Natural-language object grounding data:
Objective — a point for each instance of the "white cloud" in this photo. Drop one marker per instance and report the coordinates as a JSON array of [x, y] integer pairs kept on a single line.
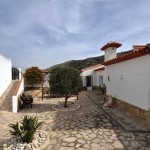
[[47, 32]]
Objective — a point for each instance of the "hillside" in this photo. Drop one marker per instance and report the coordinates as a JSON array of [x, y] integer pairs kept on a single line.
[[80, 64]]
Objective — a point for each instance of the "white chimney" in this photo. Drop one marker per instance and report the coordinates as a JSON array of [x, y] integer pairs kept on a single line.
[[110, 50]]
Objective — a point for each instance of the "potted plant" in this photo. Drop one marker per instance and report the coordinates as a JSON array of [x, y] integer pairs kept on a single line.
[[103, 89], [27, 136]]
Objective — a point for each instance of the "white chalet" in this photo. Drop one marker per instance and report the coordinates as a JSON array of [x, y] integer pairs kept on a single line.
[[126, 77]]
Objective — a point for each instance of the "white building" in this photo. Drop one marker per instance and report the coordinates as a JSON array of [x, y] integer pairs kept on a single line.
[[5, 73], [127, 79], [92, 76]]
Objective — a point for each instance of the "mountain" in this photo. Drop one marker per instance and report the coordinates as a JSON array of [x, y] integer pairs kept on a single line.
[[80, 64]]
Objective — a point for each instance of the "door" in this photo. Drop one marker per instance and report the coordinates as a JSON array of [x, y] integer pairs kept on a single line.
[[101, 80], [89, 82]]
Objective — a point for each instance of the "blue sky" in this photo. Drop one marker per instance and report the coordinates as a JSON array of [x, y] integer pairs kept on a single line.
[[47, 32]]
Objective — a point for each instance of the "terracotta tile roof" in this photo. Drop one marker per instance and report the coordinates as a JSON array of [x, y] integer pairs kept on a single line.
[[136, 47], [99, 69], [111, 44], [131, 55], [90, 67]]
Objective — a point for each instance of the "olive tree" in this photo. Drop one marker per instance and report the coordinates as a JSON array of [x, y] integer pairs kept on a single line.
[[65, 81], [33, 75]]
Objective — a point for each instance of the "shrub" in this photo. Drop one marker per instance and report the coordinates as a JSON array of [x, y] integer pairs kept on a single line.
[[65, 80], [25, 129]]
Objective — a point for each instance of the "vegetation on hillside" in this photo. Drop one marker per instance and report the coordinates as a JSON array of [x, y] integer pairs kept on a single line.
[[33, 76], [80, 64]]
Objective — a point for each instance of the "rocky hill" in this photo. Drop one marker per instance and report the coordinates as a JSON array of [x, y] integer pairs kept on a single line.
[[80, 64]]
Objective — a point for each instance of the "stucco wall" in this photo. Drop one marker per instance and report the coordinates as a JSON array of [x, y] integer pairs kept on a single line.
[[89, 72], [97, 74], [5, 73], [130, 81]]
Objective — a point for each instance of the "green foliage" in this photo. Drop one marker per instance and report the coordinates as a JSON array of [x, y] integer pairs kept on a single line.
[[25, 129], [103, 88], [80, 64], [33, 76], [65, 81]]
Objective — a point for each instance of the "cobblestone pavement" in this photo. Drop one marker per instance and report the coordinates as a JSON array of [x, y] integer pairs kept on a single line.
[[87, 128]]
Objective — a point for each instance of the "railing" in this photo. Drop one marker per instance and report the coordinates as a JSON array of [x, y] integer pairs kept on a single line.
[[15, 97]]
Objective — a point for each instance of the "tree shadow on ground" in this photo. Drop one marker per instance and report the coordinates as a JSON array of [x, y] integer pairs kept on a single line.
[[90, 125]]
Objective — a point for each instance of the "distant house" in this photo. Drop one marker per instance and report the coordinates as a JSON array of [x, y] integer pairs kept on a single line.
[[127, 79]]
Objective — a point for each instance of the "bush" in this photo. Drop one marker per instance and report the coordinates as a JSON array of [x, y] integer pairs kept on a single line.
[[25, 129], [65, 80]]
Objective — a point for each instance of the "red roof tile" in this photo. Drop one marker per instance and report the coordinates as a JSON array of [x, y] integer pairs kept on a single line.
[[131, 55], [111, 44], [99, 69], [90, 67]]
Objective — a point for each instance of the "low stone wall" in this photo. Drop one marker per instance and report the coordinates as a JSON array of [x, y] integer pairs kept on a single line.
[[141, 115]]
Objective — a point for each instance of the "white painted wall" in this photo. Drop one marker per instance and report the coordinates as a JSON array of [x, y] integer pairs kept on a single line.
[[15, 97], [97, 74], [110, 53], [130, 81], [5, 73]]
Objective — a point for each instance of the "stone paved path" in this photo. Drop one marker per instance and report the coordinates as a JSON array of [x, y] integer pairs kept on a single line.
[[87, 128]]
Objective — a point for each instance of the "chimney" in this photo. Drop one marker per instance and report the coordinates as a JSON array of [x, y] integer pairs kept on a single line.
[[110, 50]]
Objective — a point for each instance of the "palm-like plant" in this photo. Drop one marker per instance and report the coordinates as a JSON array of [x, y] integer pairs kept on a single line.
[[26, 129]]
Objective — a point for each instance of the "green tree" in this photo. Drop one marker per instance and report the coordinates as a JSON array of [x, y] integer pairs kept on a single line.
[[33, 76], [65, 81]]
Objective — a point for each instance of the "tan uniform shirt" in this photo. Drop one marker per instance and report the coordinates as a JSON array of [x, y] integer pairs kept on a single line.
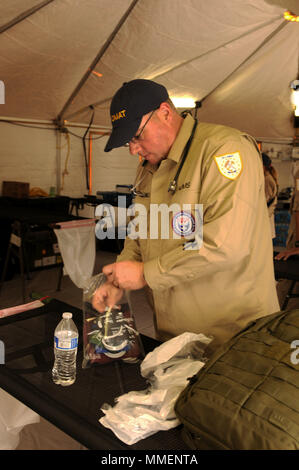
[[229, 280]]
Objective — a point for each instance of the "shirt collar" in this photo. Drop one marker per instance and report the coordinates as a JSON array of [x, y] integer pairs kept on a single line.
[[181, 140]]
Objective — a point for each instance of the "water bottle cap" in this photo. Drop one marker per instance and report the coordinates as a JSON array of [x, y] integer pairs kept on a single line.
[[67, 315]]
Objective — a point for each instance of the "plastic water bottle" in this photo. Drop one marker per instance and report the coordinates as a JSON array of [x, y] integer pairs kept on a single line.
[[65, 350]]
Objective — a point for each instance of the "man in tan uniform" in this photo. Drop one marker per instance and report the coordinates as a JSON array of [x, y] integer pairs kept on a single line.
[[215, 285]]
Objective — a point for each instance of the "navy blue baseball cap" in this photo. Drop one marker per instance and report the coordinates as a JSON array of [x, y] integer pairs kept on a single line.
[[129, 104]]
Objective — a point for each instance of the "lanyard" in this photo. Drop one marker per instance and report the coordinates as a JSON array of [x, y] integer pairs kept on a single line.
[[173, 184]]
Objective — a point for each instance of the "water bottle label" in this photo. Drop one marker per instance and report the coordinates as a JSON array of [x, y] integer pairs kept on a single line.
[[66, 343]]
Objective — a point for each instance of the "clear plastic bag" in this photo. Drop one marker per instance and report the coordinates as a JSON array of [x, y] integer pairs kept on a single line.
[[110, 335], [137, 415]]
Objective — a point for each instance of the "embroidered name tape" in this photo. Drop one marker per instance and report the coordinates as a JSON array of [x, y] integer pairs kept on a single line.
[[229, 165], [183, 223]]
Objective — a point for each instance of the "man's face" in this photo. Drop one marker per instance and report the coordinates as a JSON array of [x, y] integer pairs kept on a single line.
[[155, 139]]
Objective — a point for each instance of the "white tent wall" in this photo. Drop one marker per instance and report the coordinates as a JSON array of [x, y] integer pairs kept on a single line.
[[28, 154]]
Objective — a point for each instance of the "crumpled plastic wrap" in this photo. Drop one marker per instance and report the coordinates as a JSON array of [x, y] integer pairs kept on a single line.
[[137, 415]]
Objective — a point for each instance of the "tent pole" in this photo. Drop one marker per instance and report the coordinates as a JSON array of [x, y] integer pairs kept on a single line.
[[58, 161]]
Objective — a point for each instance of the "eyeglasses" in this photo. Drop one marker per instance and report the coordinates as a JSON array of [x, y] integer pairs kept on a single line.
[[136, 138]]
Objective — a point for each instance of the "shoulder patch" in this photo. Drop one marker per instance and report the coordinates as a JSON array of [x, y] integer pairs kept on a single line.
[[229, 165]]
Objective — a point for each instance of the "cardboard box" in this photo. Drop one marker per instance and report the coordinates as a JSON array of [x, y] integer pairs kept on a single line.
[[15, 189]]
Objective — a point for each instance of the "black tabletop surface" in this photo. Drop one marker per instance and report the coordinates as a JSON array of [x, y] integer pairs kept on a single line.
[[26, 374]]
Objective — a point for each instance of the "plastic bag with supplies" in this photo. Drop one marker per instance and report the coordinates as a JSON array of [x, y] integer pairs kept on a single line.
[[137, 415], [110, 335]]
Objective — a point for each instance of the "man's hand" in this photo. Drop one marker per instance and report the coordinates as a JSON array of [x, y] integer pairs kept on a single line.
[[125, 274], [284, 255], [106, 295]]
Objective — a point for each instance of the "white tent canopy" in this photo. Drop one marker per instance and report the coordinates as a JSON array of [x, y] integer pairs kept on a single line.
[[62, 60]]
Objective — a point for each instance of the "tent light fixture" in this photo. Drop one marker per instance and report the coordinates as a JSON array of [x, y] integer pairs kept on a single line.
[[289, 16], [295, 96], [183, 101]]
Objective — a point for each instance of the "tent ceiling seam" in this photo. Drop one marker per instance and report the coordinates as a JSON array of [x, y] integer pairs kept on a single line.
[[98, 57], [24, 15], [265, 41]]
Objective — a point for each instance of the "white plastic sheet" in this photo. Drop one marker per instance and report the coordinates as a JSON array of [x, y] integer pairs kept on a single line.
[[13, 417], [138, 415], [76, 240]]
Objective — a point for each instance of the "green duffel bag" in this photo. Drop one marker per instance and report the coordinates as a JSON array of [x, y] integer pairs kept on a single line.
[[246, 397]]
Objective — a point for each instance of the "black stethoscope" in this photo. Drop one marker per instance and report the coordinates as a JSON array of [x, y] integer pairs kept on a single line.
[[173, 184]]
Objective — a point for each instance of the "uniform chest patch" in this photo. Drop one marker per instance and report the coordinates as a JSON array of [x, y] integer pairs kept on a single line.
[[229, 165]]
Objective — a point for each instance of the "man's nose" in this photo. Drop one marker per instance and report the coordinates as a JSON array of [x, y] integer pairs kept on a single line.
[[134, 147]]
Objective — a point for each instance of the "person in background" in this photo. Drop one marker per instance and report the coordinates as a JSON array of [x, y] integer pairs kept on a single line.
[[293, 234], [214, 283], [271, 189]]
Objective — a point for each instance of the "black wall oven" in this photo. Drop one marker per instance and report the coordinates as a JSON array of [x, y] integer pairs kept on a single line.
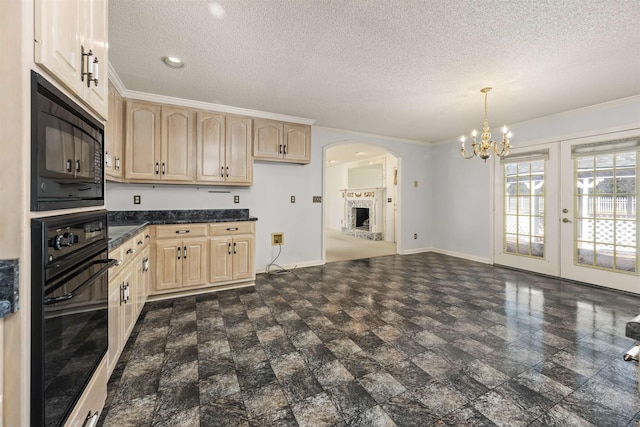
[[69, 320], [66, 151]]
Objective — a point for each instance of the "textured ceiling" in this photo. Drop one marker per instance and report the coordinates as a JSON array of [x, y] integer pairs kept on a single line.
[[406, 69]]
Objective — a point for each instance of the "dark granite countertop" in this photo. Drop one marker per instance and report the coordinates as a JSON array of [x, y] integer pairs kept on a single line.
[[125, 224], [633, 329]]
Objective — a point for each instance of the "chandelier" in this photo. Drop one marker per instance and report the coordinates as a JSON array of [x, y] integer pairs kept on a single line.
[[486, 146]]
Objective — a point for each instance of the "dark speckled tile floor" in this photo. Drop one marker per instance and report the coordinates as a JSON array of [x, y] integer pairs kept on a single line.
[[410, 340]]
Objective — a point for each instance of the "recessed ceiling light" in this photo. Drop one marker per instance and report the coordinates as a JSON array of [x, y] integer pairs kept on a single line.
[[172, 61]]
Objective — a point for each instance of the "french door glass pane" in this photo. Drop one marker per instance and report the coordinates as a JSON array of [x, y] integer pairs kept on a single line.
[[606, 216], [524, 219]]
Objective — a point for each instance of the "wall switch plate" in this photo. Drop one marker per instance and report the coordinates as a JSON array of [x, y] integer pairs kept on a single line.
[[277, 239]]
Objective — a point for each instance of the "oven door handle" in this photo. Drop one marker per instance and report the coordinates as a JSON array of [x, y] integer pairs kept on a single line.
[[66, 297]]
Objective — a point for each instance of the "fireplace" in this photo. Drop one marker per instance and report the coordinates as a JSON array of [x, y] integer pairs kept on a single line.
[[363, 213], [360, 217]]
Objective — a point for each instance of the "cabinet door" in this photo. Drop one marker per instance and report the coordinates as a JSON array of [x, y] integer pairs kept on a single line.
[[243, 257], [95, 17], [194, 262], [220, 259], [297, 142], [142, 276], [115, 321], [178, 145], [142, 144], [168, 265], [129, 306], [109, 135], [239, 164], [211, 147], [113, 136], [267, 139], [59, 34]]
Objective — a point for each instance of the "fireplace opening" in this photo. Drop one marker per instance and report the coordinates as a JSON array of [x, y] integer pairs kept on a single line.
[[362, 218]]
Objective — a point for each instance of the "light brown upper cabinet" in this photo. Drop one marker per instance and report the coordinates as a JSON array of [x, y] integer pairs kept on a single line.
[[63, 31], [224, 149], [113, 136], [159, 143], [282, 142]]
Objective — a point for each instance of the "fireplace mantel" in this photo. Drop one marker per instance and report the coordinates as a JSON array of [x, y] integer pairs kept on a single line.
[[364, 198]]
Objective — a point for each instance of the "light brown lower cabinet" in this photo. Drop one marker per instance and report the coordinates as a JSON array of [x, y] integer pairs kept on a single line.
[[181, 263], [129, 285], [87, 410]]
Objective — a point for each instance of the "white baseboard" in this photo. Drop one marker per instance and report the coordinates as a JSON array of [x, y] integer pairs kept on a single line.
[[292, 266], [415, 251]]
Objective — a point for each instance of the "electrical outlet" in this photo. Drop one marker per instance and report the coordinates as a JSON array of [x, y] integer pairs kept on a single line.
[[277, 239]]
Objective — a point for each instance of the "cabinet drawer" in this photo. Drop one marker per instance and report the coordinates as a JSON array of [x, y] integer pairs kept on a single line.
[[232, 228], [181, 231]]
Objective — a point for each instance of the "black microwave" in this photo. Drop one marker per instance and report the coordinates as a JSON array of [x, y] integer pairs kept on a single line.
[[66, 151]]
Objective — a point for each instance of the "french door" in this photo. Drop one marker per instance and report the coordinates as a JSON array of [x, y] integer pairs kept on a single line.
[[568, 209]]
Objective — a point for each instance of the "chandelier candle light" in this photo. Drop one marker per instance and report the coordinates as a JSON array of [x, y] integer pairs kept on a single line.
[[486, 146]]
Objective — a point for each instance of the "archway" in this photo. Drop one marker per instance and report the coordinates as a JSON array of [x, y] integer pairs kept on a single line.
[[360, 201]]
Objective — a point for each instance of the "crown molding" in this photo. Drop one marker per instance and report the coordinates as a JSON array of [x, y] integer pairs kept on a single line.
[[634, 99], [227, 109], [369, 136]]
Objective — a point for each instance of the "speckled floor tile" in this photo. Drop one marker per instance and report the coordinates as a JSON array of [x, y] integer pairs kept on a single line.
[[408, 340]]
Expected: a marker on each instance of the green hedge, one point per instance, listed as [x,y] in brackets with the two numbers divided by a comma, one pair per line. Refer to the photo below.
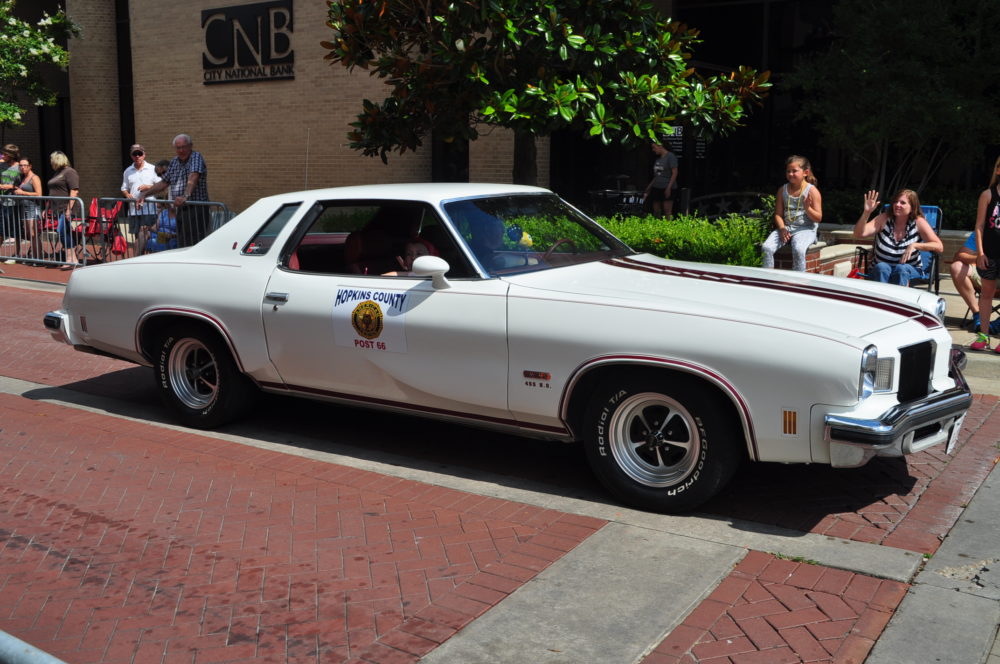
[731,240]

WHAT YOU WILL DO:
Leave the pictures aside and transcribe only the lines from the one holding "Expected: a marker" through the final line of the records above.

TASK ANSWER:
Expected: a marker on each instance of the green hedge, one point per instance, listed as [x,y] in brackets with the two numbers divided by a comma, one pair per line. Refer to the photo below.
[731,240]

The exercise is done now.